* Given text *
# Piston Seals



## LCT (Jul 23, 2008)

What is normally used to seal the pistons? My design will actually allow the piston to rotate as well as move up and down. I'm worried about premature wear as much as I am about sealing the piston. Just to make matters worse, I'm hoping to not use oil because I wanna reuse my water.


----------



## Bogstandard (Jul 23, 2008)

Not using lubrication just might be your stumbling block.

The materials you are going to use then have to have their own built in lubrication, or use the condensing water as the lubricant.

Maybe you could get away with cast iron for the cylinder and the same for the piston ring and piston. Or maybe you could use graphited yarn for the ring, but I wouldn't know how long that would last.

A very difficult proposition as I can see premature wear raising it's ugly head very quickly.

John


----------



## LCT (Jul 23, 2008)

Hmmmm
How about a PTFE o-ring? Mcmaster Carr says it's excelent for steam, and is self lubricating.... Might be just the ticket.


----------



## Bogstandard (Jul 23, 2008)

The piston ring is the least of your worries.

It is the metal to metal contact, without lubrication and using live steam that will be the stumbling block. A slight mismatch of materials, surface finish and clearances and you will end up with a solid immovable lump of metal.

John


----------



## Dhow Nunda wallah (Sep 22, 2008)

Before I open my mouth too wide here, please let me make it quite clear, that the following was over 30 years ago.
Memory has not improved 

I did work on (full size) steam donkeys, boiler feed pumps in an oil refinery.
These used a unit called a colgraf lubricator (a quick google yields nothing)

* Short exercise 1 *
State how many lines of the records contain the word "person", giving only the number.
The forum thread and the records have no connection to each other.

Location labeling records:
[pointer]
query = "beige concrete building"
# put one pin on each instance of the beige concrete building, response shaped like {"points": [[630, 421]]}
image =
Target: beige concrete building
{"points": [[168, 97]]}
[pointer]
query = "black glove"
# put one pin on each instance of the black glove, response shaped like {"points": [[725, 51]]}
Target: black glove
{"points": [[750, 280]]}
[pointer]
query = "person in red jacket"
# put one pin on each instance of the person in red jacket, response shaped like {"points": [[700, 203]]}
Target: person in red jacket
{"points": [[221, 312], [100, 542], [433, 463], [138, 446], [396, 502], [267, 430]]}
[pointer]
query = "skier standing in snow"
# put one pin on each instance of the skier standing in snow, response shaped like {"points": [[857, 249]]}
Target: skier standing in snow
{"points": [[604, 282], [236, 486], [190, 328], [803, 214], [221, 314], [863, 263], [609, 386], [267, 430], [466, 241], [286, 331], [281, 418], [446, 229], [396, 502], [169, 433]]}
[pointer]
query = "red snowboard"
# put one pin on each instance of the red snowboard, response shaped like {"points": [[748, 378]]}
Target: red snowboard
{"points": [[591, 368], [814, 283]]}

* Short exercise 2 *
Set down, word for word, the passage of the piston seal thread starting at "## Dhow Nunda" and ending at "an oil refinery.".

* Complete output 1 *
3

* Complete output 2 *
## Dhow Nunda wallah (Sep 22, 2008)

Before I open my mouth too wide here, please let me make it quite clear, that the following was over 30 years ago.
Memory has not improved 

I did work on (full size) steam donkeys, boiler feed pumps in an oil refinery.